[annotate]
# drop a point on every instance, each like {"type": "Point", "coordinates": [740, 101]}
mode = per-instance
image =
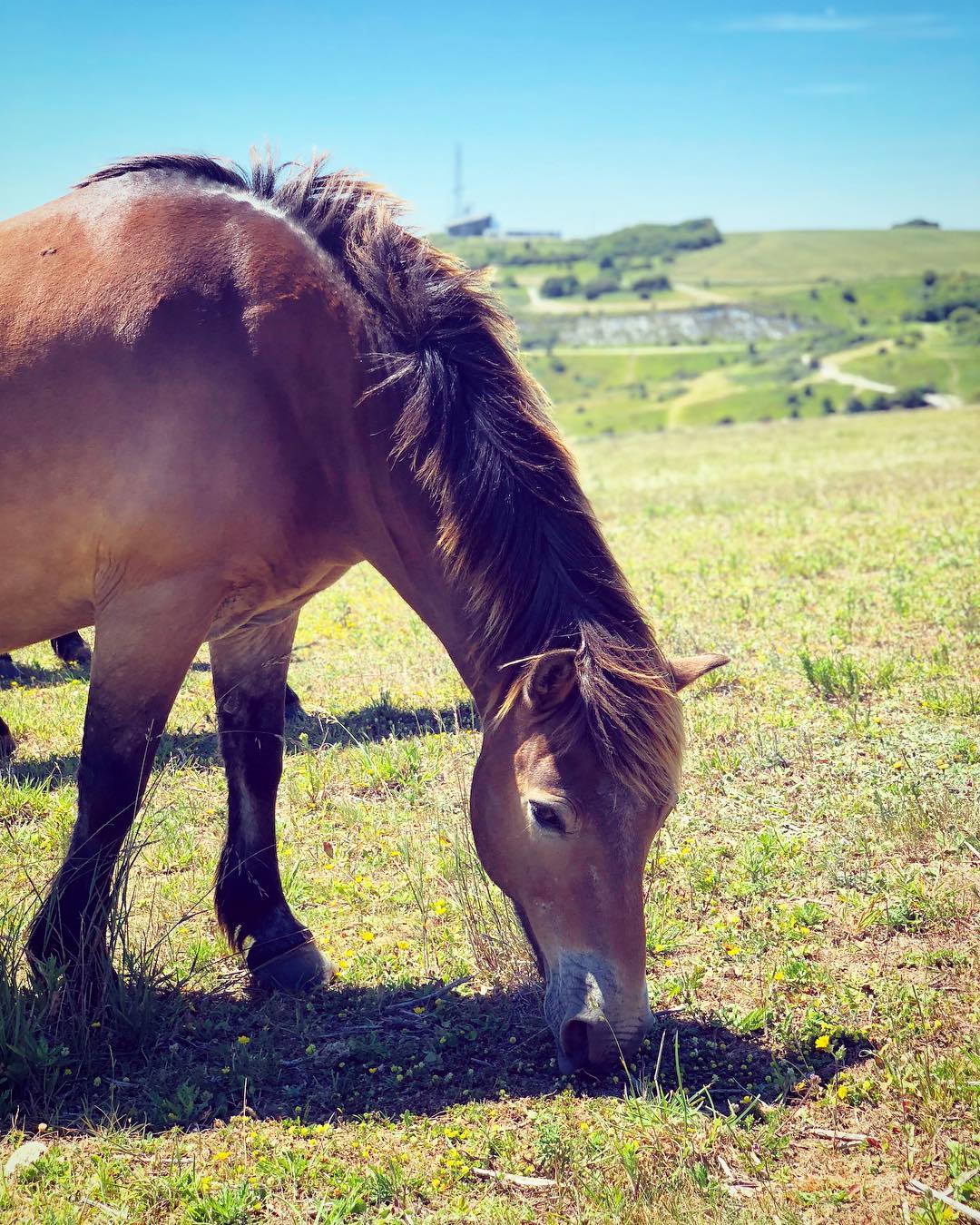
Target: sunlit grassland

## Aim of the exercise
Show me all lines in the records that contain "instance".

## Output of the exercise
# drop a point on every instance, each like {"type": "Point", "coordinates": [740, 101]}
mode = per-instance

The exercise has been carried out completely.